:: Listing

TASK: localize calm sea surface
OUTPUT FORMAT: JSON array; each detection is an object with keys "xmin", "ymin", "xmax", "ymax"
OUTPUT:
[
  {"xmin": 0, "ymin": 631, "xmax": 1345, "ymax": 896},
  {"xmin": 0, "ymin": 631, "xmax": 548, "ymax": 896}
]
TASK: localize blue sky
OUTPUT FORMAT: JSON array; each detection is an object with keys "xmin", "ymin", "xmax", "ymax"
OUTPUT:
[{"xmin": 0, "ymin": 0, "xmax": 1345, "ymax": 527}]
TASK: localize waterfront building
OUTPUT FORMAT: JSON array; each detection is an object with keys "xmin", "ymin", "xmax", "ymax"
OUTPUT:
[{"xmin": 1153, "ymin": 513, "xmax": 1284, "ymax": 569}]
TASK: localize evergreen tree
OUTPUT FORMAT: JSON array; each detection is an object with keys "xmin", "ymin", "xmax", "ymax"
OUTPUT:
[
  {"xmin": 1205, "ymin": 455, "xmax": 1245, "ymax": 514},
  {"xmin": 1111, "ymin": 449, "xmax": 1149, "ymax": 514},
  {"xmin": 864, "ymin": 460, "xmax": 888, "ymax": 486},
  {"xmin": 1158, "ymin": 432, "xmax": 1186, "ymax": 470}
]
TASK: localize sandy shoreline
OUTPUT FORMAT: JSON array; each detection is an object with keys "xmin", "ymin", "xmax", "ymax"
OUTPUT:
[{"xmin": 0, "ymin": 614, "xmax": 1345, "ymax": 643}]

::::

Given instruction » Copy every row above word for word, with no changes.

Response to the task »
TASK: localize calm sea surface
OUTPUT FORMAT: JSON array; each detection is an object with keys "xmin", "ymin", "xmax", "ymax"
OUTPUT:
[
  {"xmin": 0, "ymin": 631, "xmax": 1345, "ymax": 896},
  {"xmin": 0, "ymin": 631, "xmax": 548, "ymax": 896}
]
TASK: localize blue sky
OUTPUT FORMAT: JSON array; each detection is an object with keys "xmin", "ymin", "xmax", "ymax"
OUTPUT:
[{"xmin": 0, "ymin": 0, "xmax": 1345, "ymax": 527}]
TASK: localize waterfront building
OUTPUT FORMAT: JSON array; each detection is an object with keys "xmin", "ymin", "xmax", "ymax"
OUTPUT:
[{"xmin": 1153, "ymin": 513, "xmax": 1284, "ymax": 569}]
TASK: localize evergreen tree
OUTPUT FORMAT: JSON array; each detection is an object with keys "xmin", "ymin", "xmax", "ymax"
OUTPUT:
[
  {"xmin": 1205, "ymin": 455, "xmax": 1245, "ymax": 514},
  {"xmin": 1111, "ymin": 449, "xmax": 1149, "ymax": 514},
  {"xmin": 864, "ymin": 460, "xmax": 888, "ymax": 486},
  {"xmin": 1158, "ymin": 432, "xmax": 1186, "ymax": 470}
]
TASK: localize sandy shoreline
OUTPUT FORMAT: JSON array; each detection is an object with keys "xmin", "ymin", "xmax", "ymax"
OUTPUT:
[{"xmin": 0, "ymin": 614, "xmax": 1345, "ymax": 643}]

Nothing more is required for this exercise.